- _DOCUMENT PASSAGE_:
* Begin *
Zone Zeal was the 2002 game for the FIRST Robotics Competition.  In it, robots playing in alliances of two competed to move goals and balls into various zones within the playing field.

Playing Field

The playing field was divided into fifths called zones. At the beginning of the match, there were 40 balls arranged along the sides of the field in the center zone and the two adjacent zones. In the center zone were three mobile goals.

The zones were numbered 1 to 5. The Blue team could score by placing ball-filled goals in zones 4 or 5, and could score a bonus 10 points for every goal in zone 4.  At the end of the match, for every robot Blue had in zone 1, Blue would score 10 points. For the red alliance, it was the opposite. Balls could be scored in zones 1 or 2, goals would receive bonus points for being in zone 2, and robots scored 10 points each for ending the match in zone 5.
* End *
- _YOUR INSTRUCTIONS_:
Transcribe the part of the Zone Zeal passage that begins at the words "The playing field was" and stops after the words "match in zone 5.".

- _INFORMATION SHOWN_:
* Begin *
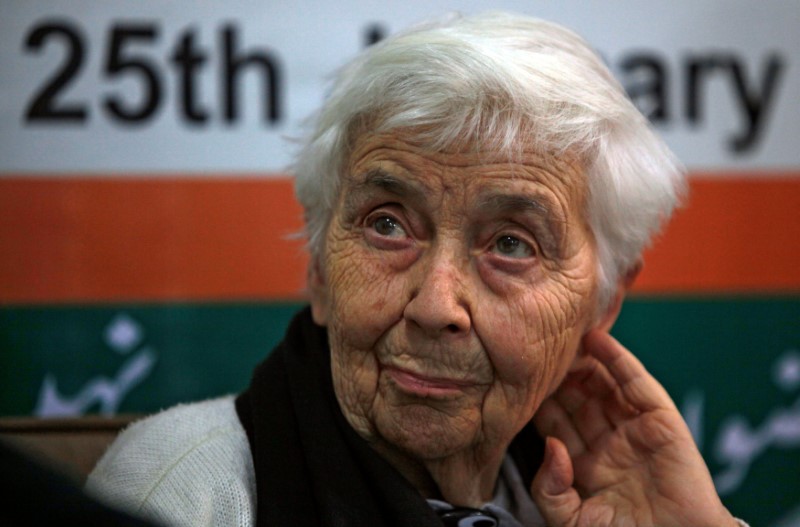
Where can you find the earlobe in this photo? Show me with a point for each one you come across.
* End *
* Begin *
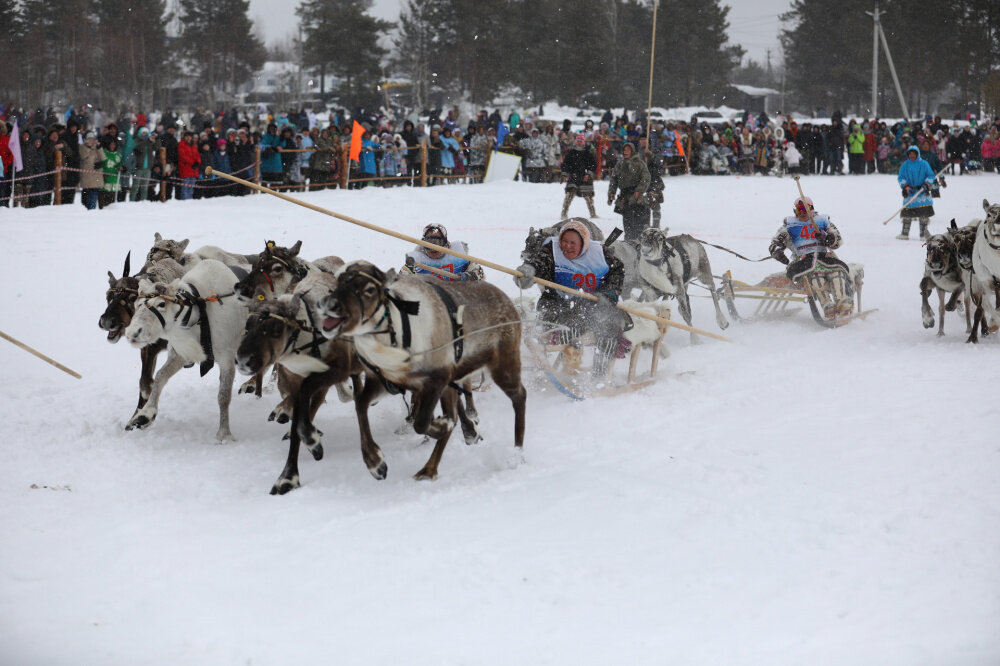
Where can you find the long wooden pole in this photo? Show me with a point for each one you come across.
* End *
- _SOLUTION_:
The playing field was divided into fifths called zones. At the beginning of the match, there were 40 balls arranged along the sides of the field in the center zone and the two adjacent zones. In the center zone were three mobile goals.

The zones were numbered 1 to 5. The Blue team could score by placing ball-filled goals in zones 4 or 5, and could score a bonus 10 points for every goal in zone 4.  At the end of the match, for every robot Blue had in zone 1, Blue would score 10 points. For the red alliance, it was the opposite. Balls could be scored in zones 1 or 2, goals would receive bonus points for being in zone 2, and robots scored 10 points each for ending the match in zone 5.